-- WORK TO COMPLETE --
Pick up the passage on data processing and statistical analyses after its final sentence and continue it in the same formal register.

-- EXTRACT PROVIDED --
Data processing and statistical analyses
We first collated all available data for each subject. As noted above, measures that differed in the observation or calculation method between study cohorts (namely non-social behavior score and rank) were Z-scored within cohort prior to analysis, whereas measures that employed the same ascertainment method across study cohorts (namely mSRS-R score and variables such as age) were not Z-scored. A small number of subjects had been studied twice (i.e., they had been members of two different study cohorts). For these animals, we uniformly discarded their earliest data and retained their most recent data for analysis here.
We then used CNPRC’s multigenerational pedigree records to identify the father and mother for each subject. These data included a small number of full-sibling pairs. For our initial analyses, we uniformly discarded the youngest animal of the full-sibling pair to enable retention of one animal (the eldest) for the half-sibling analyses. Using the same pedigree data, we measured the inbreeding coefficient (F) for 40 random offspring as well as both of their parents. We also estimated the coefficient of relatedness (r) between each of these animals with every other animal included in this subset. While F is defined in terms of the probability of identity in state of different pairs of alleles, r measures the probability that alleles drawn at random from the same locus in each of two subjects will be identical by descent [40, 41]. Differences between sires and dams in these measures were tested by Mann–Whitney.
For the two behavior measures (i.e., the non-social equivalence score and mSRS-R score) we then generated two new datasets, and calculated the number of paternal half-siblings and the number of maternal half-siblings for each subject independently for each measure. Subjects with no paternal and no maternal half-siblings were then removed in each dataset. Thus, in each dataset each subject had at least one maternal or paternal half-sibling, and no full-siblings [42, 43].
Restricted Maximum Likelihood (REML) mixed models with unbounded variance estimates were used to estimate the variance components needed to calculate the genetic contribution of parents as the proportion of phenotypic variance (σ2P) between sons that could uniquely be attributed to their shared genetics (σ2g), expressed as σ2g/σ2P (or the proportion of phenotypic variance attributable to genetic variance), and narrow sense heritability (h2) following . The individual genetic contribution of a parent is given as Best Linear Unbiased Predictors (BLUPs), generated in the same mixed models .

-- RECORDS --
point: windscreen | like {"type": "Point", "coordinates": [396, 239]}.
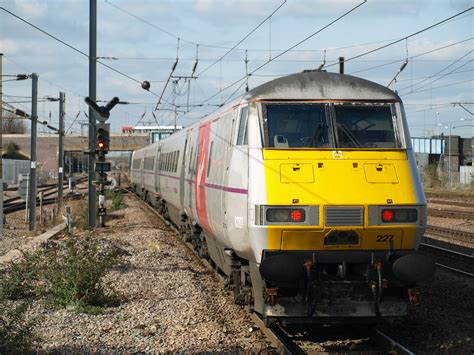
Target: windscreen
{"type": "Point", "coordinates": [365, 126]}
{"type": "Point", "coordinates": [297, 126]}
{"type": "Point", "coordinates": [330, 125]}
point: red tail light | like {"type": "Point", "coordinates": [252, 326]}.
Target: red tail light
{"type": "Point", "coordinates": [296, 215]}
{"type": "Point", "coordinates": [387, 215]}
{"type": "Point", "coordinates": [283, 214]}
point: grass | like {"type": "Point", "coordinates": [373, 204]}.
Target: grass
{"type": "Point", "coordinates": [69, 274]}
{"type": "Point", "coordinates": [16, 330]}
{"type": "Point", "coordinates": [118, 202]}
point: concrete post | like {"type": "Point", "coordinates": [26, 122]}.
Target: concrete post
{"type": "Point", "coordinates": [61, 150]}
{"type": "Point", "coordinates": [92, 95]}
{"type": "Point", "coordinates": [34, 121]}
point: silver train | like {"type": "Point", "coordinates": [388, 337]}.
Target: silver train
{"type": "Point", "coordinates": [304, 195]}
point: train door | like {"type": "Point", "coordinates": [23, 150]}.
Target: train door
{"type": "Point", "coordinates": [182, 175]}
{"type": "Point", "coordinates": [236, 178]}
{"type": "Point", "coordinates": [157, 171]}
{"type": "Point", "coordinates": [227, 158]}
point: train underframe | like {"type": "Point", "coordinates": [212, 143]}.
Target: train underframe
{"type": "Point", "coordinates": [300, 287]}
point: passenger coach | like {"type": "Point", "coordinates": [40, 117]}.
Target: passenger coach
{"type": "Point", "coordinates": [304, 194]}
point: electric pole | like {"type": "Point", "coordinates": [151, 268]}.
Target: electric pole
{"type": "Point", "coordinates": [34, 121]}
{"type": "Point", "coordinates": [92, 95]}
{"type": "Point", "coordinates": [1, 145]}
{"type": "Point", "coordinates": [61, 150]}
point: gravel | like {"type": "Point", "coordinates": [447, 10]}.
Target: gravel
{"type": "Point", "coordinates": [170, 301]}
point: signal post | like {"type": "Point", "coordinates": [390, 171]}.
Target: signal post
{"type": "Point", "coordinates": [102, 146]}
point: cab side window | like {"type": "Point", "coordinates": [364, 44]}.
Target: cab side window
{"type": "Point", "coordinates": [242, 133]}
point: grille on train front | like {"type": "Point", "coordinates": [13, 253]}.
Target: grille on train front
{"type": "Point", "coordinates": [344, 216]}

-- OUTPUT FOR THIS TASK --
Different genetic scenarios have different dynamic ranges and expected values for σ2g/σ2P . For instance, σ2g/σ2P in half-siblings given unimprinted autosomal effects has a maximal value of 25%, but imprinted genes (which are selectively silenced when inherited from the mother or father) increase σ2g/σ2P for one parent and decrease them for the other. Furthermore, variance estimates for mothers and fathers can be tested against each other. Thus, σ2g/σ2P captures more information than a traditional estimate of narrow-sense heritability (h2), despite the two measures being mathematically related [44, 45]. Absolute values of h2 are influenced by a wide range of effects, which combined with its strict definition in terms of purely additive haplotypic gametic contribution, limit interpretation. By focusing on additive genetic variance, and gametic potential, h2 essentially assumes that allele–allele interactions (e.g., dominance), gene–gene (e.g., epistatic) interactions, and gene–environment interactions (e.g., phenotypic plasticity) are not contributing to estimates of genetic variance. However, this is rarely the case, and so dominance and epistatic effects tend to inflate h2, whereas phenotypic plasticity can inflate or deflate it, depending on study design [42, 43]. Furthermore, h2 does not imply genetic determinism : for example, h2 is often far higher than concordance rates , and often exceeds its theoretical limit of 1. Accordingly, we primarily present the results as σ2g/σ2P, which is broader but more meaningful in interpretation, has distinct meanings within its dynamic range, and cannot exceed its theoretical limits.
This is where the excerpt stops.